## WORK REQUEST
What lines in the records below hold the string "ceiling"? Please show them.

-------- TASK DATA --------

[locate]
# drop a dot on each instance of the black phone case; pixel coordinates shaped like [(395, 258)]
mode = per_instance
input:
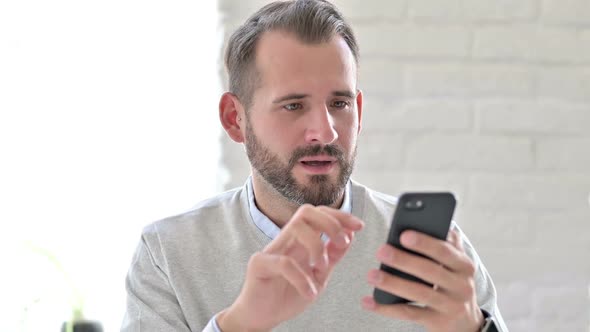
[(431, 216)]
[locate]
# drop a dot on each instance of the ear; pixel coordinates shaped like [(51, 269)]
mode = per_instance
[(231, 115), (359, 107)]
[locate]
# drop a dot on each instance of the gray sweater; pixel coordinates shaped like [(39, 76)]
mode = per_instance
[(189, 267)]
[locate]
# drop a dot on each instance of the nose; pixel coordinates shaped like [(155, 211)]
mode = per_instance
[(320, 127)]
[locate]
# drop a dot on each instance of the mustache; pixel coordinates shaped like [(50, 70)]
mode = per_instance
[(314, 150)]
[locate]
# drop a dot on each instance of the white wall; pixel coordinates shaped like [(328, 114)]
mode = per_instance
[(107, 123), (490, 99)]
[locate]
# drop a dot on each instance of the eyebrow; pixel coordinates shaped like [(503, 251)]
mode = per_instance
[(341, 93)]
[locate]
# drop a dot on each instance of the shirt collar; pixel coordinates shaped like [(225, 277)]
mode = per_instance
[(266, 226)]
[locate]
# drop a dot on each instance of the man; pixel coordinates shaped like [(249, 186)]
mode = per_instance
[(288, 251)]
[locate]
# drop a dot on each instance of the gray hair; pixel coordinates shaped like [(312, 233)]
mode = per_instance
[(311, 21)]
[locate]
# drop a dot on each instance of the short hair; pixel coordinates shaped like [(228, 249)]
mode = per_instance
[(311, 21)]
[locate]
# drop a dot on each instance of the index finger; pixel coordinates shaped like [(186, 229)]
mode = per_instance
[(441, 251)]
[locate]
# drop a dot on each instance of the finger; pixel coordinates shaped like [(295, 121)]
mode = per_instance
[(303, 234), (348, 220), (418, 266), (438, 250), (335, 254), (411, 290), (267, 266), (322, 220), (421, 315), (455, 240)]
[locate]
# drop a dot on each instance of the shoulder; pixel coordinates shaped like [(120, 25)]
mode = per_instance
[(372, 197), (204, 216)]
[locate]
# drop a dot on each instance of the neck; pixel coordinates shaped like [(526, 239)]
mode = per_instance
[(274, 205)]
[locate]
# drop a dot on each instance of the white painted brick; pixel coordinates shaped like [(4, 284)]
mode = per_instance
[(513, 264), (438, 80), (381, 77), (566, 83), (566, 11), (434, 181), (569, 230), (379, 151), (394, 182), (504, 228), (417, 115), (536, 117), (584, 41), (564, 153), (503, 81), (548, 303), (414, 40), (541, 192), (378, 9), (452, 152), (498, 10), (434, 10), (530, 43), (556, 44), (383, 180), (443, 80), (472, 10), (502, 42)]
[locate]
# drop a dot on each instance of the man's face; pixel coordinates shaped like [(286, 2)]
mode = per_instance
[(301, 129)]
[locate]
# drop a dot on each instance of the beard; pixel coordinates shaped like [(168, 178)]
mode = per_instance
[(321, 190)]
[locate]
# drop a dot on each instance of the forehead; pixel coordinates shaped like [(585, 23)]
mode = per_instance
[(283, 61)]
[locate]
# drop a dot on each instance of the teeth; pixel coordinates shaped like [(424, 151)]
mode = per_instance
[(316, 163)]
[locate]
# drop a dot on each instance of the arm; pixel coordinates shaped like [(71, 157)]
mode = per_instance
[(151, 301), (463, 286)]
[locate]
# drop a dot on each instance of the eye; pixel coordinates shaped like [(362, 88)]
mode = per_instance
[(293, 106), (340, 104)]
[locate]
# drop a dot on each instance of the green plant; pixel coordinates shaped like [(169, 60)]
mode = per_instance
[(76, 298)]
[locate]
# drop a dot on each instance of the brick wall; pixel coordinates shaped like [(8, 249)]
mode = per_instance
[(489, 99)]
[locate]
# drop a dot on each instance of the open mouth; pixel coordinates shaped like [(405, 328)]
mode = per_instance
[(321, 164), (317, 162)]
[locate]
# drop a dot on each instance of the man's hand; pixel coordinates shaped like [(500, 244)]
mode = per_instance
[(287, 276), (450, 305)]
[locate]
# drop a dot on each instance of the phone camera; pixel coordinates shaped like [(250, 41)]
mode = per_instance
[(414, 205)]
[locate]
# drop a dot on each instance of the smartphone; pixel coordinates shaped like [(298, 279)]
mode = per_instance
[(429, 213)]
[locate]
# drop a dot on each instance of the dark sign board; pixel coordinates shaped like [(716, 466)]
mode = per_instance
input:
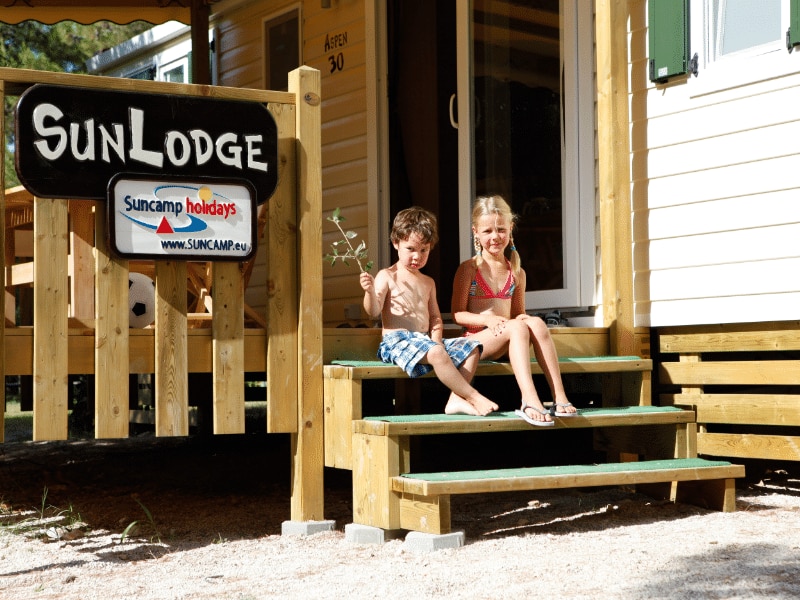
[(71, 141)]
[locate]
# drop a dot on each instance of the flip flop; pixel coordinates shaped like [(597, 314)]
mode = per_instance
[(555, 413), (520, 412)]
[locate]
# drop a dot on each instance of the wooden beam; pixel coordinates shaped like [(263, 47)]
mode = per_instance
[(201, 66), (614, 178), (307, 444)]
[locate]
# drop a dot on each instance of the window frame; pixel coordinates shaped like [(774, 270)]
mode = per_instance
[(273, 20), (745, 67)]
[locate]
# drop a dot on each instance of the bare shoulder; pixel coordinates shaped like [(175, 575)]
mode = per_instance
[(466, 268)]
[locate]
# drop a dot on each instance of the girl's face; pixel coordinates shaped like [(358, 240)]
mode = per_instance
[(412, 253), (493, 233)]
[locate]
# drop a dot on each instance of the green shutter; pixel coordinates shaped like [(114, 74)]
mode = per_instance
[(793, 35), (668, 33)]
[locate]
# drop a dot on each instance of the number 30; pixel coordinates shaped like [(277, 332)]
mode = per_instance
[(337, 62)]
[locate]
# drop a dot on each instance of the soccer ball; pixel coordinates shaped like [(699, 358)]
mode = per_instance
[(141, 300)]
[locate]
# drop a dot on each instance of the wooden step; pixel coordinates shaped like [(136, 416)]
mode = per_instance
[(362, 369), (425, 497), (432, 424)]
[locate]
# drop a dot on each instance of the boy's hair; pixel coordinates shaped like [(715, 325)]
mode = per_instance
[(415, 220)]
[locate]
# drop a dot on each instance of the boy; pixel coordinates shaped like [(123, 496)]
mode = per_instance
[(412, 324)]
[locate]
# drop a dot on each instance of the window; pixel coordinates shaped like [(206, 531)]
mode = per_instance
[(740, 42), (739, 26), (281, 49), (176, 71)]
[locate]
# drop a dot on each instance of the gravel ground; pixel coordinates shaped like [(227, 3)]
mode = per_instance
[(208, 516)]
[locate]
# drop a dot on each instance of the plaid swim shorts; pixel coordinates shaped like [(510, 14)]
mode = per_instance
[(406, 348)]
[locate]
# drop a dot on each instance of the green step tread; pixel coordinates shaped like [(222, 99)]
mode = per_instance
[(650, 465), (585, 412), (575, 359)]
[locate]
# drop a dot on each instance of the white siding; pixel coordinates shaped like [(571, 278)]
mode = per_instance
[(716, 196)]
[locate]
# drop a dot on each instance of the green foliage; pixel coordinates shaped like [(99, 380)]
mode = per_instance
[(63, 47), (358, 253), (133, 527)]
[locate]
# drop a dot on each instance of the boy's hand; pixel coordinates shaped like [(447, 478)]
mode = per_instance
[(367, 282)]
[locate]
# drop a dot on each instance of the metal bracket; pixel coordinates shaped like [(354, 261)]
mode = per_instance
[(693, 64)]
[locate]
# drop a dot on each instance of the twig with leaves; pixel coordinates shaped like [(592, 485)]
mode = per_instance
[(358, 253)]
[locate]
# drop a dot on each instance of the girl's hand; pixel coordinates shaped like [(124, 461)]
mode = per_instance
[(367, 282), (496, 325)]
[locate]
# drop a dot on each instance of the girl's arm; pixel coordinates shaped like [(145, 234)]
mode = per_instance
[(459, 303), (518, 299)]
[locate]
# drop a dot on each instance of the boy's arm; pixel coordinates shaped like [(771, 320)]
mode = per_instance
[(434, 315), (374, 292)]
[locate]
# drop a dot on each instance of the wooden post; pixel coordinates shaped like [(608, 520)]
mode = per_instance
[(171, 376), (201, 67), (227, 327), (3, 264), (112, 340), (50, 334), (282, 281), (614, 172), (81, 238), (307, 443)]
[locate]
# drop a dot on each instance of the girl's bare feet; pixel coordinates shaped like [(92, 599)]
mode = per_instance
[(562, 407), (535, 411)]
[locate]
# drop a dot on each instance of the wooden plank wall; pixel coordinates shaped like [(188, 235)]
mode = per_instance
[(743, 381)]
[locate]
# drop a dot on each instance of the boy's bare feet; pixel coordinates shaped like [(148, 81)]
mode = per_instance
[(536, 411)]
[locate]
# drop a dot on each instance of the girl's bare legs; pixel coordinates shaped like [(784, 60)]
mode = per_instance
[(465, 399), (513, 338), (545, 351)]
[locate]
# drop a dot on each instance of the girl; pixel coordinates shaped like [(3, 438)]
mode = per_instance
[(489, 302)]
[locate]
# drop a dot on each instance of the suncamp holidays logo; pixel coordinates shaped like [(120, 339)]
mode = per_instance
[(178, 209)]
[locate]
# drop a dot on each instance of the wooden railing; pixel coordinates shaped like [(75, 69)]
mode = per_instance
[(80, 300)]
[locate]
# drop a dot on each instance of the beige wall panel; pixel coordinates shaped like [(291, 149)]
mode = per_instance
[(345, 174), (348, 197), (345, 104), (345, 150)]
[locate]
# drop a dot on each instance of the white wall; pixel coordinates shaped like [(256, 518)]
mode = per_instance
[(716, 190)]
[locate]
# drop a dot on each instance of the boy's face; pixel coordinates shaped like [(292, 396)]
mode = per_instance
[(412, 253)]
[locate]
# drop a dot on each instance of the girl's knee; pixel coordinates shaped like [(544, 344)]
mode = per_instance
[(538, 328)]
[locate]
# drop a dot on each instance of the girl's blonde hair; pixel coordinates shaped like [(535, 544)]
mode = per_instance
[(496, 205)]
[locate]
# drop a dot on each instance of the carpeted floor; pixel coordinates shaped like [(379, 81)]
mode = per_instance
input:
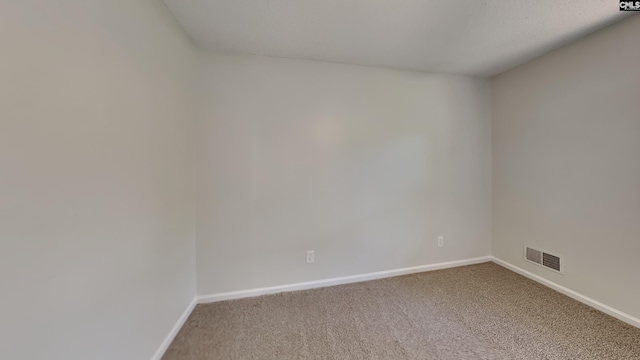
[(474, 312)]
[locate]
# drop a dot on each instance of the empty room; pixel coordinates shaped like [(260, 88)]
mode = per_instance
[(319, 179)]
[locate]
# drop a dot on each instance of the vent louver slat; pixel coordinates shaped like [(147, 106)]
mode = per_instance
[(551, 261), (544, 259)]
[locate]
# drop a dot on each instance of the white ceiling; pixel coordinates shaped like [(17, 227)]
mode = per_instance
[(471, 37)]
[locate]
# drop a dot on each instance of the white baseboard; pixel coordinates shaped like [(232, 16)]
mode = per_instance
[(572, 294), (336, 281), (174, 331)]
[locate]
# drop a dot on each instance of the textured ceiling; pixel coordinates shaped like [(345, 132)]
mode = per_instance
[(470, 37)]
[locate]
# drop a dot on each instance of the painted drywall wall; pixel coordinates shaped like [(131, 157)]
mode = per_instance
[(97, 224), (365, 166), (566, 157)]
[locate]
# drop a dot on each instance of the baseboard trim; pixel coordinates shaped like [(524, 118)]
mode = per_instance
[(174, 331), (337, 281), (572, 294)]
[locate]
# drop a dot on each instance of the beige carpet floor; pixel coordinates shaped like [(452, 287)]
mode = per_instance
[(474, 312)]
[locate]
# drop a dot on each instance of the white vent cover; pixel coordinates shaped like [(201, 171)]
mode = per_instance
[(544, 259)]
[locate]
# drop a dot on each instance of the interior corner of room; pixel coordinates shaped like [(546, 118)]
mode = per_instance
[(142, 174)]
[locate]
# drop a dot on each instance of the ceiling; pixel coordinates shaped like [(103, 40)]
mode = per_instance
[(470, 37)]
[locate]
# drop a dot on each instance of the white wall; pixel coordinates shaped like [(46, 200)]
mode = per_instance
[(566, 154), (97, 248), (365, 166)]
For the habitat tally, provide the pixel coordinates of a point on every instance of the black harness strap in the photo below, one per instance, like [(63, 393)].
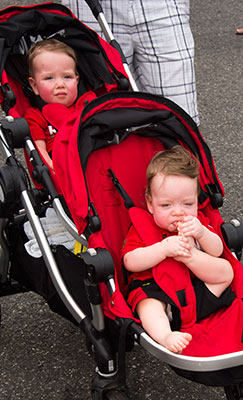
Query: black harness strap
[(128, 201)]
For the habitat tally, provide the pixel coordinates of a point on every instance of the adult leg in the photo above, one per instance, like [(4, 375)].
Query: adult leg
[(164, 51)]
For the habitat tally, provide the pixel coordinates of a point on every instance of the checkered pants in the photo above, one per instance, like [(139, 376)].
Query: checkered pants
[(157, 41)]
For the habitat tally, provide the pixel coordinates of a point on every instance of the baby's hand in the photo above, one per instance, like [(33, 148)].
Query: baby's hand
[(175, 246), (191, 227)]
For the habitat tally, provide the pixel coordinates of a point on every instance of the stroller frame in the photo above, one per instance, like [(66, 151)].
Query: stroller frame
[(106, 378)]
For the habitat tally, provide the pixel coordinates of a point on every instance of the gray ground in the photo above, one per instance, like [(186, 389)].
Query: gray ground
[(42, 355)]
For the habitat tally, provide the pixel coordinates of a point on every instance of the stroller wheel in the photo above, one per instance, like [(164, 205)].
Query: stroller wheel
[(115, 395), (234, 392)]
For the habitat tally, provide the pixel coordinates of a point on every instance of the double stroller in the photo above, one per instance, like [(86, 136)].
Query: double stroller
[(100, 160)]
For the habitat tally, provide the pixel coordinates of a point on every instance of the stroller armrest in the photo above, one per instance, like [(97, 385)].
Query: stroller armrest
[(233, 235)]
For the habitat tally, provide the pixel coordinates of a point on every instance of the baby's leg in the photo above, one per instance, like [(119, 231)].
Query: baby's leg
[(156, 324)]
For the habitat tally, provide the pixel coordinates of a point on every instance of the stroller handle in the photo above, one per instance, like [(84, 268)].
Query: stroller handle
[(97, 11), (95, 7)]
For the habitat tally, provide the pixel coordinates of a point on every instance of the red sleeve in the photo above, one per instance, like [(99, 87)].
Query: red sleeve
[(37, 124), (132, 241)]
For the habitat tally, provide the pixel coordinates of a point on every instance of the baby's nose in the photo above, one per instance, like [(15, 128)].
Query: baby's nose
[(178, 211), (60, 82)]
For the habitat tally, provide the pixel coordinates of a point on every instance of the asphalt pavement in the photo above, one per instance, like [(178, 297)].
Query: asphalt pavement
[(42, 355)]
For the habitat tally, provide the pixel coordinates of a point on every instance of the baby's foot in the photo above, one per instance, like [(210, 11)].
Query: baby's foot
[(177, 341)]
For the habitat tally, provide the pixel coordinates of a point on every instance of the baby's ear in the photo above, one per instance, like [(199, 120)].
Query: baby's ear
[(32, 83), (149, 203)]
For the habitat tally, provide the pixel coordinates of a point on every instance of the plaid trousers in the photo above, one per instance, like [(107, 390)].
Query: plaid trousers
[(156, 38)]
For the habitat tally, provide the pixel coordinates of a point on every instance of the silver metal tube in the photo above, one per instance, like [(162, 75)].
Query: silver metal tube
[(50, 262), (3, 145), (68, 223), (4, 253), (109, 37)]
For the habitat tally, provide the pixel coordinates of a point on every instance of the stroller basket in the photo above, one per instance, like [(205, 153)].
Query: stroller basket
[(118, 131)]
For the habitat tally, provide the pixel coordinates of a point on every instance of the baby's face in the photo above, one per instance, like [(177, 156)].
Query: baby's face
[(172, 198), (55, 79)]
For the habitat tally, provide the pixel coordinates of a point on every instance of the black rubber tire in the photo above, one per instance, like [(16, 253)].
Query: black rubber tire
[(234, 392), (116, 395)]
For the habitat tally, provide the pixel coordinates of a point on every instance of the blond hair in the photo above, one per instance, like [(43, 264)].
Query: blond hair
[(175, 161), (49, 45)]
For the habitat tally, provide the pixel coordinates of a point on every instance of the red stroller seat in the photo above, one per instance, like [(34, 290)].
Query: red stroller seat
[(115, 137)]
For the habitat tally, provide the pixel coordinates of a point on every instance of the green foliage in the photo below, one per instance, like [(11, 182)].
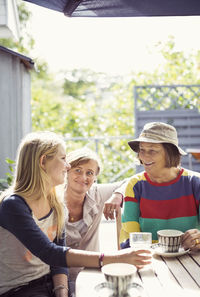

--------

## EXERCISE SOLUTION
# drop a dot on each instance of the white ceiling; pixel coordinates shaped like [(17, 227)]
# drop a dot on each instance of the textured ceiling; pixel coordinates shaped like [(345, 132)]
# drop a dot on each instance of the ceiling; pixel coordinates shaped like [(103, 40)]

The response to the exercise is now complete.